### Problems to work on
1 > In the Jordan–Syria border text, swap "Yarmouk River" for "Yarmuk River" and give the passage between "The Jordan-Golan Heights" and "tripoint at .", inclusive.
2 > Carry on the text about the Jordan–Syria border from the point where it stops.

### Page extract
=== Begin Enclosure ===

The Jordan–Syria border is 362 km (225 m) in length and runs from the tripoint with Israel in the west to the tripoint with Iraq in the east.

==Description==
The border starts in the west at the tripoint with Israel, though the precise location of the tripoint is at present unclear owing to the Israeli occupation of the Golan Heights, which are claimed by Syria. The de jure tripoint lies immediately east of the Israeli town of Sha'ar HaGolan, whereas the de facto tripoint lies at the border's junction with the United Nations UNDOF Zone south-east of Metzar.

The Jordan-Golan Heights border runs along the Yarmouk River, and this river then continues as the westernmost section of the Jordan–Syria border proper. The border leaves the river just east of Al-Turrah, and a series of irregular and short straight lines then proceeds to the south-east, passing between Ar Ramtha and Daraa across the Daraa Border Crossing and on to the Nasib Border Crossing on the Amman–Damascus road. At it turns north-east, running in a straight line across the Syrian Desert, terminating at the Iraqi tripoint at .

=== End Enclosure ===

Dataset excerpts:
=== Begin Enclosure ===

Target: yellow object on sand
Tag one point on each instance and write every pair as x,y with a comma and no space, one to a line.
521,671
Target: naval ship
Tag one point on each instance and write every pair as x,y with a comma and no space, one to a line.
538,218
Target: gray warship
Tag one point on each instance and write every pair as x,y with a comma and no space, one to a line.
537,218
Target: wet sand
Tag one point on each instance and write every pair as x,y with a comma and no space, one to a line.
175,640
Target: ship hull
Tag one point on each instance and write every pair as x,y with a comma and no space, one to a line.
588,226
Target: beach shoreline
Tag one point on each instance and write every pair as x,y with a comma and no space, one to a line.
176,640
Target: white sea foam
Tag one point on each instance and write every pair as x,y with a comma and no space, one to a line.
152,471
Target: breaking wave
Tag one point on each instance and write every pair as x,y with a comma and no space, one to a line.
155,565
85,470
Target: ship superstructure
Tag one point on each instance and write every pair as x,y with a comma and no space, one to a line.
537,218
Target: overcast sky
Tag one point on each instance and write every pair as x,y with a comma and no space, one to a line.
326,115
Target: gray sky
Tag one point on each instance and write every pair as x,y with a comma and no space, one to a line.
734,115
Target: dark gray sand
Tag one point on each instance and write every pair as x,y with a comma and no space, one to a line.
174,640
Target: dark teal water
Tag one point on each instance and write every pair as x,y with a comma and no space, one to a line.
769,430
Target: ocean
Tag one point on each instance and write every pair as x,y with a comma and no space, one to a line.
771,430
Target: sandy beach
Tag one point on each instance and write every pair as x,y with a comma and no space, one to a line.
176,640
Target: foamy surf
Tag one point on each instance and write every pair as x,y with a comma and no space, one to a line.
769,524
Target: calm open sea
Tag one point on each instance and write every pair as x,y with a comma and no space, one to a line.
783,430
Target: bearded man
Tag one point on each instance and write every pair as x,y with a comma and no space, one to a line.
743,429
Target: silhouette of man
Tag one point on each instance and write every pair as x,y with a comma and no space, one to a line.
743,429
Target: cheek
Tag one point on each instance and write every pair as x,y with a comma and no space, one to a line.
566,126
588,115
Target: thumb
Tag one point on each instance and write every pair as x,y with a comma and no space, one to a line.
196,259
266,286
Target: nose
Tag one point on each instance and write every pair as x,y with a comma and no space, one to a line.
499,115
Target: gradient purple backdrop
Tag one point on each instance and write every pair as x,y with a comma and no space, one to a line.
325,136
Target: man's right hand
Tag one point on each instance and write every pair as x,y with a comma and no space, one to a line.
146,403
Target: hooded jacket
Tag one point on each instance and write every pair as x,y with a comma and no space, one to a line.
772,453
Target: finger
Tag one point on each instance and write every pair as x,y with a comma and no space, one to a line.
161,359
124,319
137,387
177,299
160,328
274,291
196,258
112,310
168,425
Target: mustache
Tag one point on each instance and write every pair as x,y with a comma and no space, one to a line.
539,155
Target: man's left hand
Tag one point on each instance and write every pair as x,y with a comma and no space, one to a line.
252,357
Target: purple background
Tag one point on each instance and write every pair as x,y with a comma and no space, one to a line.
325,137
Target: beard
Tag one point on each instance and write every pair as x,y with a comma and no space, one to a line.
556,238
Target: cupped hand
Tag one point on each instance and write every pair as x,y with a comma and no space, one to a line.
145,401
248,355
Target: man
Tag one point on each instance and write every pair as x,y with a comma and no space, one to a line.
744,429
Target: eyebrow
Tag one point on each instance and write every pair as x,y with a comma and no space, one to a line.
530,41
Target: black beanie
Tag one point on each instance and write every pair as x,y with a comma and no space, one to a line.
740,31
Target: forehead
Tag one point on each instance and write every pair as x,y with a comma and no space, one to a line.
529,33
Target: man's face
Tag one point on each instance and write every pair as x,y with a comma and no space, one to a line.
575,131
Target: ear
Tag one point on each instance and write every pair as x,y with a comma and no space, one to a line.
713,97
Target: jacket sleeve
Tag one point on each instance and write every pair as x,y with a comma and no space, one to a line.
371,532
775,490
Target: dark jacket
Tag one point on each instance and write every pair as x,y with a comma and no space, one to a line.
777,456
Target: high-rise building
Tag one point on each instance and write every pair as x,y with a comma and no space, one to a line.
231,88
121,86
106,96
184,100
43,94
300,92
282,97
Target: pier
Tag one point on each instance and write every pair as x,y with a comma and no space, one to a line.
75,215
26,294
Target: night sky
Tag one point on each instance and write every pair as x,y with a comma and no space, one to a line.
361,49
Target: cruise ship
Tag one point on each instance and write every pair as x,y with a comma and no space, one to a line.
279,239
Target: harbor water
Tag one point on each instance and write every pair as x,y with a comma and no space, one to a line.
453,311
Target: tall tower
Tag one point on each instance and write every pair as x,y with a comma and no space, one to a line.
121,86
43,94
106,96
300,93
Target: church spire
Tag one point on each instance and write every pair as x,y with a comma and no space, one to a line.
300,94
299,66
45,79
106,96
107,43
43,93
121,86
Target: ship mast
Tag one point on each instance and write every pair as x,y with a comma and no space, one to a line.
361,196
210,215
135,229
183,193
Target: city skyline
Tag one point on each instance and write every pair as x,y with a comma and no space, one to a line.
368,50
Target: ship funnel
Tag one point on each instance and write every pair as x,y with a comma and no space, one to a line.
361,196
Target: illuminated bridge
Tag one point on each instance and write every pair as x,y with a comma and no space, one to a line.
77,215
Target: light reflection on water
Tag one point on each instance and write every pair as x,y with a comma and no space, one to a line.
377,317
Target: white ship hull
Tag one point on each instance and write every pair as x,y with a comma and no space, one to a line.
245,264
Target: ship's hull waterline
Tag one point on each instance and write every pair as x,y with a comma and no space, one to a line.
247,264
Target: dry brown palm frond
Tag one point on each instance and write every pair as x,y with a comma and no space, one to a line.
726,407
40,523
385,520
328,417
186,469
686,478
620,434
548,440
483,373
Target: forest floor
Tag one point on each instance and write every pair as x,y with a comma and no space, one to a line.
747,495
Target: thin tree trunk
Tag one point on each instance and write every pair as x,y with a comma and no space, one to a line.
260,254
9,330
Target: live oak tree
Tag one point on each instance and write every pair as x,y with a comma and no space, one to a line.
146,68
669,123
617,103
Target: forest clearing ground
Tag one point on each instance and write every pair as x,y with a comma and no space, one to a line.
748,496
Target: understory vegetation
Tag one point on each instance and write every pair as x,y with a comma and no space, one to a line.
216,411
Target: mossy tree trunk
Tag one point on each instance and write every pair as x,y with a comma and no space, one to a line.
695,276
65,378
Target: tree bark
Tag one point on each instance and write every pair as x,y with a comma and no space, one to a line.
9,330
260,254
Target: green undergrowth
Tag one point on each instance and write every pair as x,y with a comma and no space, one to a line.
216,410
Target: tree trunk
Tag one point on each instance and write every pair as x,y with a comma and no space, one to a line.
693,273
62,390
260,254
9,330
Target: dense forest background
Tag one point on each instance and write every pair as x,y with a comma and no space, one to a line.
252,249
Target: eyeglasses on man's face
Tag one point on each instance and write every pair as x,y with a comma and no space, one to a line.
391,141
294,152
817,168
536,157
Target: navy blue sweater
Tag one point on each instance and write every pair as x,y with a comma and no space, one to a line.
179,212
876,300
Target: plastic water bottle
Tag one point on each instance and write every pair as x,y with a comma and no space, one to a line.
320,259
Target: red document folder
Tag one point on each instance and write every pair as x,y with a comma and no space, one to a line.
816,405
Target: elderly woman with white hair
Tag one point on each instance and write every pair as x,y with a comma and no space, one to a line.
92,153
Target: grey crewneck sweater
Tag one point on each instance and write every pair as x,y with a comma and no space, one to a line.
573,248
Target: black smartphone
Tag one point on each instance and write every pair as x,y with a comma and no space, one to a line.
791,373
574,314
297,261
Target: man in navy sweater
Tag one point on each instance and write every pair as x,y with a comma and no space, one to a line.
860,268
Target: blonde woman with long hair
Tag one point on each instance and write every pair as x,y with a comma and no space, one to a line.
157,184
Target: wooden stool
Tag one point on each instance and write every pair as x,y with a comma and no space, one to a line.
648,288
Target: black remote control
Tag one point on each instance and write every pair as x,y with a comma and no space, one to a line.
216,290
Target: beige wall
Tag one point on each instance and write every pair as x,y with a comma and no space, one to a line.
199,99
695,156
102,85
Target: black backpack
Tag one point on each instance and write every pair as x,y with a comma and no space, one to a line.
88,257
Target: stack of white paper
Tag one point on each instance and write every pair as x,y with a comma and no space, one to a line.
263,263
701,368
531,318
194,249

=== End Enclosure ===

### Task-by-task outputs
1 >
The Jordan-Golan Heights border runs along the Yarmuk River, and this river then continues as the westernmost section of the Jordan–Syria border proper. The border leaves the river just east of Al-Turrah, and a series of irregular and short straight lines then proceeds to the south-east, passing between Ar Ramtha and Daraa across the Daraa Border Crossing and on to the Nasib Border Crossing on the Amman–Damascus road. At it turns north-east, running in a straight line across the Syrian Desert, terminating at the Iraqi tripoint at .

2 >
==History==
At the start of the 20th century the Ottoman Empire controlled what is now Jordan and Syria. During the First World War an Arab Revolt, supported by Britain, succeeded in removing the Ottomans from most of the Middle East. As a result of the secret 1916 Anglo-French Sykes–Picot Agreement the Ottoman Vilayet of Syria was split in two, with France gaining the north and Britain the south. France's section was then organised into the Mandate for Syria and the Lebanon. Britain's section (roughly, modern western Jordan) was contested between Britain, the newly formed Arab Kingdom of Syria, Zionists in the new Mandate for Palestine, and further south Ibn Saud of the new kingdom of Saudi Arabia, resulting in a confused period in which the region was essentially an ungoverned space. Eventually in 1921 Britain declared a formal mandate over the region, creating the Emirate of Transjordan under the semi-autonomous rule of King Abdullah I.

In the period of 1920–1923, France and Britain signed a series of agreements, collectively known as the Paulet–Newcombe Agreement, which created the modern Jordan-Syria and Iraq–Syria borders, as an amendment to what had been designated the A zone in the Sykes–Picot Agreement. A more detailed description of the Jordan–Syria border was agreed upon on 31 October 1931.

In 1967 Israel occupied the Golan Heights following the Six-Day War, thereby bringing the westernmost section of the border under their control. There have been a number of incidents along the frontier since the start of the Syrian Civil War in 2011.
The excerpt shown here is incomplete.